[Your objective]
All that is wanted is a word-for-word retyping of the lines from the one containing "Target: twisted wood growth" through the end of the material below.

[Entries supplied]
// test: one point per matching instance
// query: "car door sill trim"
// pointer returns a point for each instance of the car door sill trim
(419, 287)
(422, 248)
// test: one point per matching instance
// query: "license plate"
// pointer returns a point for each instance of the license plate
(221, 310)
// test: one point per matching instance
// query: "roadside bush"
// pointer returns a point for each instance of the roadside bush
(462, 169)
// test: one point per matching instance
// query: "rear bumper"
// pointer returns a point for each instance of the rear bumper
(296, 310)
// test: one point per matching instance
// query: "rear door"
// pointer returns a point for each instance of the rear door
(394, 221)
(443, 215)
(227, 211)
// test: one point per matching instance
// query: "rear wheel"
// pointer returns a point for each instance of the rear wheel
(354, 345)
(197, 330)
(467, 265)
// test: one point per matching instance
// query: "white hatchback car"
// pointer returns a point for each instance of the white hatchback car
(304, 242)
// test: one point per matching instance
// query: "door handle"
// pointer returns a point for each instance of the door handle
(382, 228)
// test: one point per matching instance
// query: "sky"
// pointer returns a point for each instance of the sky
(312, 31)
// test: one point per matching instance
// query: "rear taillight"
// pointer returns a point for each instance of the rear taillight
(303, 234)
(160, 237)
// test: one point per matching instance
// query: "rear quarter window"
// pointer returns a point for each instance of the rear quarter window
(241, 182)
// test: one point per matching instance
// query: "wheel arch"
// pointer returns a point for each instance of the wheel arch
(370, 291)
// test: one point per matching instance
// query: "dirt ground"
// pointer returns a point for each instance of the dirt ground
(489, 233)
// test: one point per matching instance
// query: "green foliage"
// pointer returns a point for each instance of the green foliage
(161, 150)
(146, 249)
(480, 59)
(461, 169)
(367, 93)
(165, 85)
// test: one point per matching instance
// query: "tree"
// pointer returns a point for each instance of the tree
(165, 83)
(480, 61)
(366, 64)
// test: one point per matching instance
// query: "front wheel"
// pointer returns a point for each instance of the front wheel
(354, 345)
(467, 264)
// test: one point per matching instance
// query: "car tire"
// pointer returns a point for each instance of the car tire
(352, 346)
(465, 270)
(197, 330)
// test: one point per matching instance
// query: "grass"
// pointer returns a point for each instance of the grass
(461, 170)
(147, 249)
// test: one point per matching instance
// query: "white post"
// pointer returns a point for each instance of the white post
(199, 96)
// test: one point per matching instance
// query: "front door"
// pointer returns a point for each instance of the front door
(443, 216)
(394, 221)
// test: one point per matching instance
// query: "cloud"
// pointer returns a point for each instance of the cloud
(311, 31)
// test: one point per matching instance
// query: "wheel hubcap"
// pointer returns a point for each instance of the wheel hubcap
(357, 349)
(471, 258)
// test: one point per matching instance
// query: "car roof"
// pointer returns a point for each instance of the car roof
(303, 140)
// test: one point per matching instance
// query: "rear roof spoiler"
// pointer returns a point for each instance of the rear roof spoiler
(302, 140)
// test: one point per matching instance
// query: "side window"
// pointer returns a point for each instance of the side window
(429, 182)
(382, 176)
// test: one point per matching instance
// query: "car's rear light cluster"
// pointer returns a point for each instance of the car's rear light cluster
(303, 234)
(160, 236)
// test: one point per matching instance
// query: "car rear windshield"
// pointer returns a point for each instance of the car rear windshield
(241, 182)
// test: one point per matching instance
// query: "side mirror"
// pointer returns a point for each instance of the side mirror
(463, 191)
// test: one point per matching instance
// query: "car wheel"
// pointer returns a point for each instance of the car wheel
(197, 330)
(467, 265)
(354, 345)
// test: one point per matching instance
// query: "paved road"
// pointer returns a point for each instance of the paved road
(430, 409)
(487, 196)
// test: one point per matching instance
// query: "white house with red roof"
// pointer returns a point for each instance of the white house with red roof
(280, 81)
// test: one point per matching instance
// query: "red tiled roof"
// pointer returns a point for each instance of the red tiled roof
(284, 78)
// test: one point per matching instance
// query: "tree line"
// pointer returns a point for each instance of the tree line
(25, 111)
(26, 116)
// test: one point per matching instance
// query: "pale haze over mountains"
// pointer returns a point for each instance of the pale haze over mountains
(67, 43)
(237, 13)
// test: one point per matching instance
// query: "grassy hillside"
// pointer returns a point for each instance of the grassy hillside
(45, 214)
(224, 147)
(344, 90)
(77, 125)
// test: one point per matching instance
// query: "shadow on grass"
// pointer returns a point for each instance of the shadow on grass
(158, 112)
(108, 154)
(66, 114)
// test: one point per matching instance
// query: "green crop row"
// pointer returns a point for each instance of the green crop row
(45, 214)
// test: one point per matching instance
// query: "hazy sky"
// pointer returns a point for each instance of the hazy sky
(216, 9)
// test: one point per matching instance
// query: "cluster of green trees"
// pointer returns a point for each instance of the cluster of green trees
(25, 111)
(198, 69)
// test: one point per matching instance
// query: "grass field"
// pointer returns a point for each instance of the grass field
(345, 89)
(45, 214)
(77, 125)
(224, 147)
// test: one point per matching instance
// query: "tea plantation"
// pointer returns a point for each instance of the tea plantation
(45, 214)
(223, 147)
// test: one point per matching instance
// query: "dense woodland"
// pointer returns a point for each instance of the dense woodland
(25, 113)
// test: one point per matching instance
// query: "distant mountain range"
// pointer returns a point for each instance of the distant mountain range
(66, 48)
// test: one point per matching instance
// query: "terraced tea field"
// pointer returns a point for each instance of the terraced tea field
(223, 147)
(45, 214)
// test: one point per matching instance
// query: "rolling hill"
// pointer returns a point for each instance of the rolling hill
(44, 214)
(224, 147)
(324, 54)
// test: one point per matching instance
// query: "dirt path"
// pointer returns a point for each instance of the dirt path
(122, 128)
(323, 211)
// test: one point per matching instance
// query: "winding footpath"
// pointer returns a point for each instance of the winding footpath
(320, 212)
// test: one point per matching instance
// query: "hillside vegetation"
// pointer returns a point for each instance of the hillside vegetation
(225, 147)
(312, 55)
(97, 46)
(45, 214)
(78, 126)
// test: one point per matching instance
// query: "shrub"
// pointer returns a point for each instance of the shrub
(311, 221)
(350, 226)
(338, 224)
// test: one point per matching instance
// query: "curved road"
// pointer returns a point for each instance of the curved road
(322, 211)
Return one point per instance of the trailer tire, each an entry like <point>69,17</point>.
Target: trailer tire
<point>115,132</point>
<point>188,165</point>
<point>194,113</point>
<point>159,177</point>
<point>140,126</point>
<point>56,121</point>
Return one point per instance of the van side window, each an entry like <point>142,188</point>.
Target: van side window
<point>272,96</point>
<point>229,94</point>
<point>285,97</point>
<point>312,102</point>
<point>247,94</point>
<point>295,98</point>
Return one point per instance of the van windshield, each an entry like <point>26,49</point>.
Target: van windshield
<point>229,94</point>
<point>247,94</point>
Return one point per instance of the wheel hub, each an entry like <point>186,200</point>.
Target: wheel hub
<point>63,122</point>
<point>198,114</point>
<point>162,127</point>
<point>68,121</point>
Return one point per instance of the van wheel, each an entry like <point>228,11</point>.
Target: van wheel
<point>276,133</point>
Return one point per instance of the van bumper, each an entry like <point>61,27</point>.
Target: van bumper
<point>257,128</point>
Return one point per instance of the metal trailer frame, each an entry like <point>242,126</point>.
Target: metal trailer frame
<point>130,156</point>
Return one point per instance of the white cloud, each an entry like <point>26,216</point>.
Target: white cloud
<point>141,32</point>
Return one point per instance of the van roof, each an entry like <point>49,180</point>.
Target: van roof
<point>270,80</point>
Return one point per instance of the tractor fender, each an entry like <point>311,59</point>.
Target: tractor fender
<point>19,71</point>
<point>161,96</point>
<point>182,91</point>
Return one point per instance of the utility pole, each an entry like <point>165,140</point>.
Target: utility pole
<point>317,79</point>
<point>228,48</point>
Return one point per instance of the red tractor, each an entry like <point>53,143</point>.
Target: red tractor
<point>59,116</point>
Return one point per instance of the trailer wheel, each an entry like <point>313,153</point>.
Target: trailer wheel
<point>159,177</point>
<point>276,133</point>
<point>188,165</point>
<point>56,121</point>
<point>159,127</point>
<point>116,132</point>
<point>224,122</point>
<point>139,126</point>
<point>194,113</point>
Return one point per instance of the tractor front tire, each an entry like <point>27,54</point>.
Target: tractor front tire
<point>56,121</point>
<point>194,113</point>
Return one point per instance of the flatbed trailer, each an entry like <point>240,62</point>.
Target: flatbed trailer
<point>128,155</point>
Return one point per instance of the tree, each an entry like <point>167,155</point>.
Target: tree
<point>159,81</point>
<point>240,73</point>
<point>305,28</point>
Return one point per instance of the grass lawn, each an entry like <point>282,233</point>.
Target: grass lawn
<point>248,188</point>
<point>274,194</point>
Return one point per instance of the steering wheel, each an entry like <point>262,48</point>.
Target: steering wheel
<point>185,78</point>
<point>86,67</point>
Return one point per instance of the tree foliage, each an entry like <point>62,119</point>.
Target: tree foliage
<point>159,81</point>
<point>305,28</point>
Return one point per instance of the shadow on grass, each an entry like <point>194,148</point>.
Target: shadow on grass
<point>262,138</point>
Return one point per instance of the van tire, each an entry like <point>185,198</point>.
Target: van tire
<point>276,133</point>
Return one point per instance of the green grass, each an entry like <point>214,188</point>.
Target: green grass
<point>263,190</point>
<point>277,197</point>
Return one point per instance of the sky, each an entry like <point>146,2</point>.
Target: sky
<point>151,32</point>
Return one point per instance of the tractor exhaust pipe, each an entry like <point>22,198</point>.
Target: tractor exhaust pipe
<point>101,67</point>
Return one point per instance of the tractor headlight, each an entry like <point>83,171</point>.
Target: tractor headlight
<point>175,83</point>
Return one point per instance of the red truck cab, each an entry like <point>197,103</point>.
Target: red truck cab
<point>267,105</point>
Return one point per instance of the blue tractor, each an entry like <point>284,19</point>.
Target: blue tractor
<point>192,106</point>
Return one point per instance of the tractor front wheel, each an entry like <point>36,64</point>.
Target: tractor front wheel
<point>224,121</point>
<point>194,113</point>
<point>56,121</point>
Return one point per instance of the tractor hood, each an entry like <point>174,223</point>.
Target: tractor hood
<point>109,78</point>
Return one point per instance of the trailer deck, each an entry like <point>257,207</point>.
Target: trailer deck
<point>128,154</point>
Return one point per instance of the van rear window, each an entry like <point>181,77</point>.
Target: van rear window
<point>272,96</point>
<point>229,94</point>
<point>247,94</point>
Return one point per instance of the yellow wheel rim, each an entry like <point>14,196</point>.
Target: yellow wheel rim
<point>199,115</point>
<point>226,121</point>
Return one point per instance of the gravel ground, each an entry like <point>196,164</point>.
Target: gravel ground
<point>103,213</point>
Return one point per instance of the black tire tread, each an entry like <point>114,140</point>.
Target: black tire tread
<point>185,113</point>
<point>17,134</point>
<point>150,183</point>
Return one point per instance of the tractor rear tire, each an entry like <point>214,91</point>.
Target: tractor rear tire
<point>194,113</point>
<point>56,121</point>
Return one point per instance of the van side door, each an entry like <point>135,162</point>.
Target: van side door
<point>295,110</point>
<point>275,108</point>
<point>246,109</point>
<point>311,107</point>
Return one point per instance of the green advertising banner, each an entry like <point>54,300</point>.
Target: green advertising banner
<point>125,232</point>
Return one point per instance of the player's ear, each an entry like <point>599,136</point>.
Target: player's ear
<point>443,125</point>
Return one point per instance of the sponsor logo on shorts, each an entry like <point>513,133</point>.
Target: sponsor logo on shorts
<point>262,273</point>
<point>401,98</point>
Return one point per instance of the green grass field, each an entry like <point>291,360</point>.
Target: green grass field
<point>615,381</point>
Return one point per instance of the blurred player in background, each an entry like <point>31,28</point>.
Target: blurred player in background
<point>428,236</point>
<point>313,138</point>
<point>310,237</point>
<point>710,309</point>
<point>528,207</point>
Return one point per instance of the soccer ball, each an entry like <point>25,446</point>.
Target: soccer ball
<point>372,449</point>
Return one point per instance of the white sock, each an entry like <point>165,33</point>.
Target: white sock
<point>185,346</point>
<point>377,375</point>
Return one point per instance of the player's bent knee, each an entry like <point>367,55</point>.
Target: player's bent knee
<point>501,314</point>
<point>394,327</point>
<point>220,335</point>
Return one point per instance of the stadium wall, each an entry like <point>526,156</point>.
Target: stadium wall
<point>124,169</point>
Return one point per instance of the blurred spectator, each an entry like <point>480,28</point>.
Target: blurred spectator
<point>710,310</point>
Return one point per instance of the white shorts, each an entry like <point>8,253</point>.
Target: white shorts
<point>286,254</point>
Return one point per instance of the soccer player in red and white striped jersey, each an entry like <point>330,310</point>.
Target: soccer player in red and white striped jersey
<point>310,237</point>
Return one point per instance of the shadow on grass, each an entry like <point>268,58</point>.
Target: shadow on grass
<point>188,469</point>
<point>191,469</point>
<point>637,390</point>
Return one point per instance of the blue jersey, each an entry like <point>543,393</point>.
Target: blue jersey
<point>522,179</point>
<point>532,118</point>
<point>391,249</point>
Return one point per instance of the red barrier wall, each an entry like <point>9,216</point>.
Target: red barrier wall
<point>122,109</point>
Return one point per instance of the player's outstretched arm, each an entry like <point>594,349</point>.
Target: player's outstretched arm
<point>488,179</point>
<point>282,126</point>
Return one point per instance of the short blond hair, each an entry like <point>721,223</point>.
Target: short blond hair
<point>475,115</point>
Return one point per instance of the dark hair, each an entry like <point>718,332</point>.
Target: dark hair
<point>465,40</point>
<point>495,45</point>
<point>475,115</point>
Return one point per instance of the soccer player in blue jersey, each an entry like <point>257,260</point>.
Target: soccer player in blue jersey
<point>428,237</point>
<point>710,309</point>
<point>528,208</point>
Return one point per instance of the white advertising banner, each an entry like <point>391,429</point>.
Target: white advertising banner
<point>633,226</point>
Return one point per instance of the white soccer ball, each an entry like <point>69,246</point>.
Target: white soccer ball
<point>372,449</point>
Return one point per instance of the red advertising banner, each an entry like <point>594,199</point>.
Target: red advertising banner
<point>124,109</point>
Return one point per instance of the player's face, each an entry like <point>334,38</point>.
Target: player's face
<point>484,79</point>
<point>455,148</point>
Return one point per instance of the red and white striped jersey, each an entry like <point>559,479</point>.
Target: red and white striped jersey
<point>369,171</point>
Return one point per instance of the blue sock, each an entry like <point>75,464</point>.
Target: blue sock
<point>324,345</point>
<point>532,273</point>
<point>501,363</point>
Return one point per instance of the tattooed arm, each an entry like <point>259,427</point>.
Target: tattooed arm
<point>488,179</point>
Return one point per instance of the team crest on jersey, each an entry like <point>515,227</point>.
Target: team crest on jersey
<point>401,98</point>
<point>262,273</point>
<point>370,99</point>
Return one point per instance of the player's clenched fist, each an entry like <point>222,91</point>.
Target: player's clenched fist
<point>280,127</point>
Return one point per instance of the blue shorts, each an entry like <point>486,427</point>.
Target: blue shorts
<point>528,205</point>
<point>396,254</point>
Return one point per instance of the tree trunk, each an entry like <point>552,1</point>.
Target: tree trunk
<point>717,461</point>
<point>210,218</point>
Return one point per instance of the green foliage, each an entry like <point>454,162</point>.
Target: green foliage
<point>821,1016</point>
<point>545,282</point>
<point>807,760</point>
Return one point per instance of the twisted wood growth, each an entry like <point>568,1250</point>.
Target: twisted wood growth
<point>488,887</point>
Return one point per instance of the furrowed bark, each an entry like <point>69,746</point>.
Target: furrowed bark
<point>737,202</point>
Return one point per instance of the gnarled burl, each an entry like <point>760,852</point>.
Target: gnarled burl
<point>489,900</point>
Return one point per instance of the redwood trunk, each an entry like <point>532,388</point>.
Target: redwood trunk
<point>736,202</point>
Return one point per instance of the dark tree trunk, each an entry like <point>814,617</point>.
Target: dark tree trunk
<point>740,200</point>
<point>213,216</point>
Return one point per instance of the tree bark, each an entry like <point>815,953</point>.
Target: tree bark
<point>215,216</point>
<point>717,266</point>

[Solved exercise]
Target: twisted wood growth
<point>488,887</point>
Return one point per instance of the furrowed bark, each an entry like <point>69,746</point>.
Target: furrowed bark
<point>737,202</point>
Return one point per instance of the gnarled burl, each an entry like <point>760,852</point>.
Target: gnarled burl
<point>489,900</point>
Return one point per instance of the redwood trunk, each an entry like <point>532,388</point>.
Target: redwood trunk
<point>736,202</point>
Return one point per instance of the dark tree trunk, each an entry like <point>814,617</point>.
Target: dark tree trunk
<point>740,200</point>
<point>213,216</point>
Return one point per instance of the tree bark, each an entry like <point>815,953</point>.
Target: tree bark
<point>215,216</point>
<point>717,266</point>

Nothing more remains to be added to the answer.